- Aim: Return the records in full, exactly as given.

Pointing records:
* Start *
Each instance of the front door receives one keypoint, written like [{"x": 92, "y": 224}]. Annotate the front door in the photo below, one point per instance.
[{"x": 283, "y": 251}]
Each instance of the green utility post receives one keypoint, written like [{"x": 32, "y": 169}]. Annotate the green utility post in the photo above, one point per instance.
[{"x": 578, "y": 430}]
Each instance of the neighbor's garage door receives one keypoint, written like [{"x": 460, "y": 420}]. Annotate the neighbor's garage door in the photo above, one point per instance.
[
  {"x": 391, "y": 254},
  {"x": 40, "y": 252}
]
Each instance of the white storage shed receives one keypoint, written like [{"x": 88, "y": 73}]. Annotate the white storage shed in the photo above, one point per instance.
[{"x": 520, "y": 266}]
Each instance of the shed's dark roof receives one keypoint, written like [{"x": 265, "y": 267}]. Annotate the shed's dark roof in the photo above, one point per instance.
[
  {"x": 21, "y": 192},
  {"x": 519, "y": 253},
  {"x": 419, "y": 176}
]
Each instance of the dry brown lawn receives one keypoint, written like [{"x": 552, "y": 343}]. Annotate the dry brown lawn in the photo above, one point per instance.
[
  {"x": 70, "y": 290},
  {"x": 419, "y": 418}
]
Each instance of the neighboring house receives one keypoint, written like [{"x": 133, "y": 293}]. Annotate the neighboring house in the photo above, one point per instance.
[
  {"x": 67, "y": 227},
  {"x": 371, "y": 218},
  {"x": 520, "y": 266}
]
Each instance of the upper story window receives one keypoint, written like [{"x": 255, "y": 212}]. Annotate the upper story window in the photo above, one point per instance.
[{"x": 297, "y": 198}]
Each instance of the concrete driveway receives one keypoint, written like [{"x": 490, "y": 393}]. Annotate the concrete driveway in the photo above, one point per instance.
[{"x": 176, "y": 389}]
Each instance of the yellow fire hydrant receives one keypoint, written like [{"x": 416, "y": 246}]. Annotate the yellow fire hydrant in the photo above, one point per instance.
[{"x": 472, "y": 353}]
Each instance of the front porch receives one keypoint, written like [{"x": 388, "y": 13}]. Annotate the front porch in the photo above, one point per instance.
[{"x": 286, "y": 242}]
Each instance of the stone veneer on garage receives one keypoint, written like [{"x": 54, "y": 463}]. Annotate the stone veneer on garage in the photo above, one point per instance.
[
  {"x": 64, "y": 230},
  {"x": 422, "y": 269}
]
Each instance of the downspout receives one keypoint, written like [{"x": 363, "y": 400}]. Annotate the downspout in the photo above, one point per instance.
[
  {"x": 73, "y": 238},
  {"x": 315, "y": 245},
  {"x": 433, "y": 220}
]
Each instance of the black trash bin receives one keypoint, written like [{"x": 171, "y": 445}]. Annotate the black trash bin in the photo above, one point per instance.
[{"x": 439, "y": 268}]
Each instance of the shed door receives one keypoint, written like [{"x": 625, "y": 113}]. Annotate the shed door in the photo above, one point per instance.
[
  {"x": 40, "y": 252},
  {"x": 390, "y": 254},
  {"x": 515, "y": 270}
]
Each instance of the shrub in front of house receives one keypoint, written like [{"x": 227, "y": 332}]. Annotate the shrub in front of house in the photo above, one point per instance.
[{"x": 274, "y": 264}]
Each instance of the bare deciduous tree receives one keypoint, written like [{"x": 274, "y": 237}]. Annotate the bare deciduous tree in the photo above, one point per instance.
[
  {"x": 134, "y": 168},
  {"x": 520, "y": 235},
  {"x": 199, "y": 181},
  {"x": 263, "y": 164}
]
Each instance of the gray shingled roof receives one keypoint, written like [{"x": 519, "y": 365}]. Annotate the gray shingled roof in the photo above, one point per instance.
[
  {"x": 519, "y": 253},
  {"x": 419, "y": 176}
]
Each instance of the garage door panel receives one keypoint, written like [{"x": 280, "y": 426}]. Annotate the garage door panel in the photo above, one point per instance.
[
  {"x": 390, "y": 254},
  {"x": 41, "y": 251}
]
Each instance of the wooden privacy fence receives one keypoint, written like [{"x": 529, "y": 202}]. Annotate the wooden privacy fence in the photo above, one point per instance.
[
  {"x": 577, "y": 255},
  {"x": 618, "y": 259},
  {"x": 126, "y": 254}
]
* End *
- Expected answer:
Each instance of the front door receives one keypoint, written like [{"x": 92, "y": 224}]. Annotate the front door in the photo below, one point per instance.
[{"x": 283, "y": 251}]
Each instance of the green utility post receives one keypoint, written like [{"x": 32, "y": 169}]. Annotate the green utility post in the photo above, one point per instance.
[{"x": 578, "y": 430}]
Each instance of the neighbor's garage door receives one keypoint, written like [{"x": 460, "y": 420}]. Annotate the neighbor's garage door in the photo above, one point per instance.
[
  {"x": 391, "y": 254},
  {"x": 40, "y": 252}
]
Each instance of the white storage shed receives one keypoint, written like [{"x": 88, "y": 73}]. Annotate the white storage shed in the photo above, one point per instance.
[{"x": 520, "y": 266}]
Each instance of the shed's dark roof receives one keypoint, written like [{"x": 265, "y": 267}]. Annotate the shed's dark roof in the photo above, one point per instance.
[
  {"x": 21, "y": 192},
  {"x": 519, "y": 253},
  {"x": 419, "y": 176}
]
Each instance of the dry brown lawn receives one keypoint, written like [{"x": 552, "y": 343}]. Annotate the dry brown lawn in the photo above, one point per instance.
[
  {"x": 70, "y": 290},
  {"x": 419, "y": 418}
]
Each instance of the neighboring house receives one keypoint, written like [{"x": 133, "y": 293}]. Annotate the neighboring house in the photo above, one point per instance.
[
  {"x": 67, "y": 227},
  {"x": 371, "y": 218},
  {"x": 520, "y": 266}
]
Each instance of the upper story window receives one keypoint, written like [{"x": 255, "y": 212}]. Annotate the upper story window in the photo above, one point per instance.
[{"x": 297, "y": 198}]
Each instance of the concrete driveway receives one keypoint, written like [{"x": 490, "y": 393}]. Annotate the concrete driveway in the photo above, one point per instance.
[{"x": 176, "y": 389}]
Each instance of the yellow fire hydrant receives one keypoint, written like [{"x": 416, "y": 246}]. Annotate the yellow fire hydrant in the photo above, one point per instance.
[{"x": 472, "y": 353}]
Each instance of the front porch receives one keypoint, written like [{"x": 388, "y": 13}]. Annotate the front porch in the photo above, one point per instance.
[{"x": 286, "y": 242}]
Each instance of the stone veneer on garage receives one keypoint, written like [{"x": 54, "y": 463}]. Annotate the stone veneer on garage in the photo above, one point per instance.
[
  {"x": 64, "y": 230},
  {"x": 422, "y": 269}
]
Each instance of the downspout receives one keypoint, written like [{"x": 363, "y": 400}]. Annotate the downspout in the photo above, one point per instance.
[
  {"x": 73, "y": 238},
  {"x": 315, "y": 245},
  {"x": 433, "y": 220}
]
Each instance of the black trash bin receives one keypoint, written like [{"x": 171, "y": 445}]. Annotate the black trash bin in the photo above, one point per instance.
[{"x": 439, "y": 268}]
Each instance of the shed door receives one keypoint, written like [{"x": 625, "y": 113}]. Annotate the shed door in the photo above, one point per instance.
[
  {"x": 40, "y": 252},
  {"x": 390, "y": 254},
  {"x": 515, "y": 270}
]
Each instance of the shrub in front of house receives one keypoint, written like [{"x": 227, "y": 332}]. Annotate the shrub in front of house in the photo above, one point per instance.
[{"x": 274, "y": 264}]
Each instance of the bare deciduous tree receives one keypoint, written like [{"x": 274, "y": 237}]. Annotate the bare deciduous tree in the photo above, one point per instance.
[
  {"x": 134, "y": 168},
  {"x": 520, "y": 235},
  {"x": 199, "y": 181},
  {"x": 263, "y": 164}
]
Each instance of the gray shingled roof receives one keypoint, written like [{"x": 519, "y": 365}]. Annotate the gray shingled roof in the photo above, one point per instance.
[
  {"x": 519, "y": 253},
  {"x": 419, "y": 176}
]
Each instance of the garage door panel receives one keypoint, written like [{"x": 280, "y": 426}]. Annotate the garage door panel in the photo above, one point per instance.
[
  {"x": 390, "y": 254},
  {"x": 41, "y": 251}
]
Each instance of the wooden privacy fence receives one keypoint, written like [{"x": 529, "y": 202}]. Annotate the wooden privacy fence in the photo above, one point per instance.
[
  {"x": 577, "y": 255},
  {"x": 618, "y": 259},
  {"x": 126, "y": 254}
]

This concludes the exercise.